_EXERCISE INSTRUCTIONS:_
Output every line from the one containing "Annotate the gravel" down to the one containing "(1142, 594)", both included, without any changes.
───── MATERIAL FOR THIS TASK
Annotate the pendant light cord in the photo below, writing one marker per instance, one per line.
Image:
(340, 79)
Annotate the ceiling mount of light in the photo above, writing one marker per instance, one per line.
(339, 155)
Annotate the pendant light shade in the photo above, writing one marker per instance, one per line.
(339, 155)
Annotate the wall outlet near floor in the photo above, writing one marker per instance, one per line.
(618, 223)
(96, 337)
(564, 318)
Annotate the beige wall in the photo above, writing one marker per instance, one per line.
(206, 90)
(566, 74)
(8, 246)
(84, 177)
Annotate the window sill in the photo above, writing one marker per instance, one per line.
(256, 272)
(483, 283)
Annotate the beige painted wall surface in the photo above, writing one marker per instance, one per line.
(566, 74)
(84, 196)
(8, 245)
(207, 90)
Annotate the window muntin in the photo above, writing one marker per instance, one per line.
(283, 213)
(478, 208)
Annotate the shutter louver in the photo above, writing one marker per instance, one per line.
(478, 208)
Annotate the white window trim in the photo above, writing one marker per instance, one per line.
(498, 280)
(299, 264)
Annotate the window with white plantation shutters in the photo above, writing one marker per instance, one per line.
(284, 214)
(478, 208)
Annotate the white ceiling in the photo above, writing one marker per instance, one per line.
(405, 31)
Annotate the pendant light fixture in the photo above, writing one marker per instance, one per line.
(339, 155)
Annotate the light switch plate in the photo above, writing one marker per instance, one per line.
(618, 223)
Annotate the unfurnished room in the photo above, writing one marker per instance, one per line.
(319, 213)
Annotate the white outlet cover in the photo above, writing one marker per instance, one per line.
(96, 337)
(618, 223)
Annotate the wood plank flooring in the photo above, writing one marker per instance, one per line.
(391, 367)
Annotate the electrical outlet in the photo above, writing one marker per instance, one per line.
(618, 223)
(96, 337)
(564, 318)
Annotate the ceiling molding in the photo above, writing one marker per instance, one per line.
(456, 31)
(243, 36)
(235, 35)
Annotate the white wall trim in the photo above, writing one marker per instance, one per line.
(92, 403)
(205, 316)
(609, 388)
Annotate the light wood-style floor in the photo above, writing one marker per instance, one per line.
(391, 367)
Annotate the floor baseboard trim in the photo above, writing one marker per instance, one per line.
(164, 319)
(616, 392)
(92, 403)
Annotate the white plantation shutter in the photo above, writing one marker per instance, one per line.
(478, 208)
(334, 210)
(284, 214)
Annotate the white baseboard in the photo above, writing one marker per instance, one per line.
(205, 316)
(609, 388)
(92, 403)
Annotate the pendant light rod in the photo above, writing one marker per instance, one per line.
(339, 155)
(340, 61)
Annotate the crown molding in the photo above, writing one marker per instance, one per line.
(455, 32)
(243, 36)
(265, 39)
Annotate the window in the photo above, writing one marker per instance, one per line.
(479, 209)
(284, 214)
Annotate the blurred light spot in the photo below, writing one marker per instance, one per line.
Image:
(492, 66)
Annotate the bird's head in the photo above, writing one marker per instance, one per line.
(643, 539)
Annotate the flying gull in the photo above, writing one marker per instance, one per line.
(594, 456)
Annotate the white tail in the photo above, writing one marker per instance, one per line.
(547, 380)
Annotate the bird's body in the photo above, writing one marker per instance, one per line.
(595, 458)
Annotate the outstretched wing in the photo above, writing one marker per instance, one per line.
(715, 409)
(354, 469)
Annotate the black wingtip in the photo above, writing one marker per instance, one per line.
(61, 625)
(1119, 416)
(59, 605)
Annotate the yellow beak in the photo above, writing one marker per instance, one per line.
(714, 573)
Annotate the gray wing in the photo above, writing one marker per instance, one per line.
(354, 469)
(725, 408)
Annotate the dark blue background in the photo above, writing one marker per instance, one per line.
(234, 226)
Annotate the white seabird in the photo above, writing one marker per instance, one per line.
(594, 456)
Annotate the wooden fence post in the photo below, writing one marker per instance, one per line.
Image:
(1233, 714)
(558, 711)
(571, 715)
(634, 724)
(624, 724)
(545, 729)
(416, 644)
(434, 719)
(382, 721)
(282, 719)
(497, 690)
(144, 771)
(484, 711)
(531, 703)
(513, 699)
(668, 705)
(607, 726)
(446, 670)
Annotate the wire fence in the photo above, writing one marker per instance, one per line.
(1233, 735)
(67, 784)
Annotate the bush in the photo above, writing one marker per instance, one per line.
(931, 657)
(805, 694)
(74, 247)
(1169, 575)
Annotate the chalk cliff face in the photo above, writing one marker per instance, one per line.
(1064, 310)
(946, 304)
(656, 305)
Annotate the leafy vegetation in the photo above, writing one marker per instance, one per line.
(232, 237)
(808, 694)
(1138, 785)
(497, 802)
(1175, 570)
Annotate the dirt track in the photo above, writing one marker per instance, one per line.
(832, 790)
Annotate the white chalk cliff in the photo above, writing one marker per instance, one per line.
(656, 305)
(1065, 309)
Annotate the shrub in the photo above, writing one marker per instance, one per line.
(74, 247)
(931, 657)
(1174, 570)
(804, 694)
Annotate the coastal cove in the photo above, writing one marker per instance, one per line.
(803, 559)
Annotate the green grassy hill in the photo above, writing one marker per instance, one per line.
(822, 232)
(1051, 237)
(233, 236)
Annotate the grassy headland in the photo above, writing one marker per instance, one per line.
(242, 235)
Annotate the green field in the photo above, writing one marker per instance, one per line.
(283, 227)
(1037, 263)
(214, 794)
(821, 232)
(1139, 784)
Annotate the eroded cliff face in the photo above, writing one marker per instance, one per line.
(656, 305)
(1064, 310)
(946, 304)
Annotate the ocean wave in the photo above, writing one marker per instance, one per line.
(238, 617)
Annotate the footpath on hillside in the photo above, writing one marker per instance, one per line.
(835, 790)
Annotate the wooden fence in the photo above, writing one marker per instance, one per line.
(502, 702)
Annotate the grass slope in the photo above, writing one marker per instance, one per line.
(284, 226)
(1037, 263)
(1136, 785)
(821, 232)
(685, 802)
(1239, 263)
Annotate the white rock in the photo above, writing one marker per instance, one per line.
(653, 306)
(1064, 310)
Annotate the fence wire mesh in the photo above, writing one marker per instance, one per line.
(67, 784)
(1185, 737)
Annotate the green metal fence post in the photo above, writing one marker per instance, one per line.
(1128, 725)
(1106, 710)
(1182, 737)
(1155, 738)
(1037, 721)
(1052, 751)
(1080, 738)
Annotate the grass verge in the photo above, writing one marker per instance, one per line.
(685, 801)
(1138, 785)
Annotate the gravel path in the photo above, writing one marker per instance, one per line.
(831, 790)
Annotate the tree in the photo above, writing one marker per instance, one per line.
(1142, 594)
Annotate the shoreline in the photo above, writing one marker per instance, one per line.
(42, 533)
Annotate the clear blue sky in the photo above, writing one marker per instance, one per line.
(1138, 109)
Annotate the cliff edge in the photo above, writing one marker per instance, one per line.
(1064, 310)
──────────
_TASK RESPONSE:_
Annotate the gravel path in the photo above, writing one marker per instance, one per line.
(831, 790)
Annotate the tree in the photo above, writing one marker per instance, one per line.
(1142, 594)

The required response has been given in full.